▶ _TASK DESCRIPTION_:
Write out every line of the material below word for word, leaving out the pictures.

====== EXERCISE MATERIAL

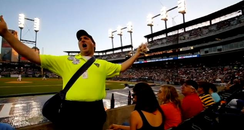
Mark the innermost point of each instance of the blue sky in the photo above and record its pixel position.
(61, 19)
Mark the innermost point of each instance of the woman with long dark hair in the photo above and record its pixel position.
(147, 114)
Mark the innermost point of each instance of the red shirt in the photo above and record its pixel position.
(172, 115)
(191, 106)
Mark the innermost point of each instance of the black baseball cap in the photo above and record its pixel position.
(84, 33)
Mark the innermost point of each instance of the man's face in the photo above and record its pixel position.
(86, 46)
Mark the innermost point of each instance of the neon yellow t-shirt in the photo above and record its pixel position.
(88, 87)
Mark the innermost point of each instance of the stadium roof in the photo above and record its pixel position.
(222, 12)
(104, 51)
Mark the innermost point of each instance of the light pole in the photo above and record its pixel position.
(130, 30)
(36, 21)
(150, 21)
(182, 9)
(110, 35)
(119, 32)
(164, 16)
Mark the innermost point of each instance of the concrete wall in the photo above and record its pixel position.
(114, 116)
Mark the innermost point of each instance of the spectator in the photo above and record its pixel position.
(171, 105)
(147, 114)
(203, 91)
(191, 103)
(213, 91)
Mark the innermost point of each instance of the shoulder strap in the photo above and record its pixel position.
(78, 73)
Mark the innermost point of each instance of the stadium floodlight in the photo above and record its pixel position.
(119, 30)
(36, 24)
(164, 14)
(129, 27)
(149, 20)
(182, 6)
(110, 33)
(21, 21)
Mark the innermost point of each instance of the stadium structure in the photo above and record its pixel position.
(207, 48)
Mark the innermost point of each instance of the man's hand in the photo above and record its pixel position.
(3, 26)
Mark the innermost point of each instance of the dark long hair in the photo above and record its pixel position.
(146, 99)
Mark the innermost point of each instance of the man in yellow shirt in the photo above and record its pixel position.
(83, 106)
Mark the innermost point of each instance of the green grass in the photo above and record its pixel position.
(10, 87)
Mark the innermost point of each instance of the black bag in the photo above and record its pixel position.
(51, 108)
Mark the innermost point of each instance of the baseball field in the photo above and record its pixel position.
(35, 86)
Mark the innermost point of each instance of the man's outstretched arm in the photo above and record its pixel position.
(18, 46)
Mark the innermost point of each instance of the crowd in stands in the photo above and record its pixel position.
(190, 34)
(198, 32)
(199, 72)
(202, 107)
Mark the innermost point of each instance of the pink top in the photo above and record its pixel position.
(172, 115)
(191, 106)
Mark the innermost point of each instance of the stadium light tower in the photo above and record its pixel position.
(164, 16)
(130, 30)
(119, 32)
(182, 9)
(110, 35)
(150, 21)
(36, 21)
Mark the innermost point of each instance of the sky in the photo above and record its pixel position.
(61, 19)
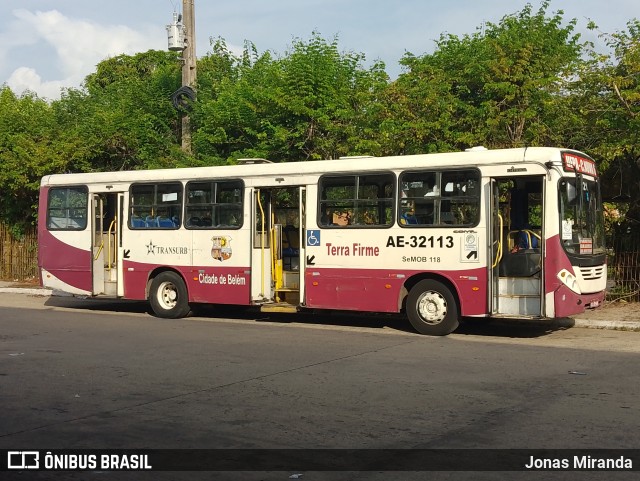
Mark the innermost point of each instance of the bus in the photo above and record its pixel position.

============

▶ _EXPECTED OUTPUT_:
Mark the innermost point of each instance of the blue sky in the photo above and record its pixel position.
(61, 19)
Mark the innermost point of each instance of the woman with long dark hair in the photo above and record its pixel position.
(147, 114)
Mark the innermost point of each instance of the red shirt in the photo above and record its pixel position.
(172, 115)
(191, 106)
Mark the innermost point of each instance of the black baseball cap in the photo above and record its pixel position.
(84, 33)
Mark the innermost point of each instance of the man's face in the photo above and record its pixel position.
(86, 46)
Mark the innermost point of each instance of the neon yellow t-shirt in the photo above and record its pixel position.
(88, 87)
Mark the innermost point of each instance of the stadium roof in the photo above and record its pixel position.
(222, 12)
(104, 51)
Mark the innermost point of each instance of the light pole in the photo above and record its pixel position.
(130, 30)
(36, 21)
(150, 21)
(182, 9)
(110, 35)
(119, 32)
(164, 16)
Mark the innermost point of each instance of the concrete wall in the photo above and record its pixel position.
(114, 116)
Mark the innermost point of each instance of the spectator in the photo above and record its pixel position.
(171, 105)
(147, 114)
(203, 91)
(191, 103)
(213, 91)
Mark the innermost point of each instance of the shoulder strap in the photo above and record its pixel position.
(78, 73)
Mark the innermost point of each instance of the stadium floodlight in the photo above and record its pixel position.
(119, 30)
(36, 24)
(164, 14)
(129, 27)
(149, 20)
(182, 6)
(110, 33)
(21, 21)
Mark the innermost point of each instance of the stadium structure in the photo above and record its pixel position.
(207, 48)
Mark the innermost point of each instance of the man's hand in the photo above and record its pixel position.
(3, 26)
Mark the innermost point of each instance of the dark long hair in the photo above and record its pixel position.
(146, 99)
Mark the innermost point of each instance of the man in yellow shirt in the photo above and record its pixel position.
(83, 106)
Mark the innermost point of each instance of the green grass in the photo above and record its pixel position.
(10, 87)
Mark the innermost point of each instance of the black bag in the photo above and record its pixel position.
(51, 108)
Mark the innermost point of each instance of the baseball field in the photo above and record its pixel position.
(35, 86)
Mark the innermost point of each instance of the man's outstretched arm in the photo above and record its pixel position.
(18, 46)
Mark the innermost point of each instance of the crowd in stands in the photo above and record its pixel position.
(190, 34)
(198, 32)
(199, 72)
(202, 107)
Mark the innermost point of each instance of the pink top in the photo above and record its pixel position.
(172, 115)
(191, 106)
Mark the innermost point of each instance of the stadium light tower in the photo above and record its pixel position.
(164, 16)
(130, 30)
(119, 32)
(182, 9)
(110, 35)
(150, 21)
(36, 21)
Mark the innermost point of each instance of the sky in the photo above and record its pixel position.
(61, 19)
Mark the innermost point of each instance of the bus in the photo above and record its pixel position.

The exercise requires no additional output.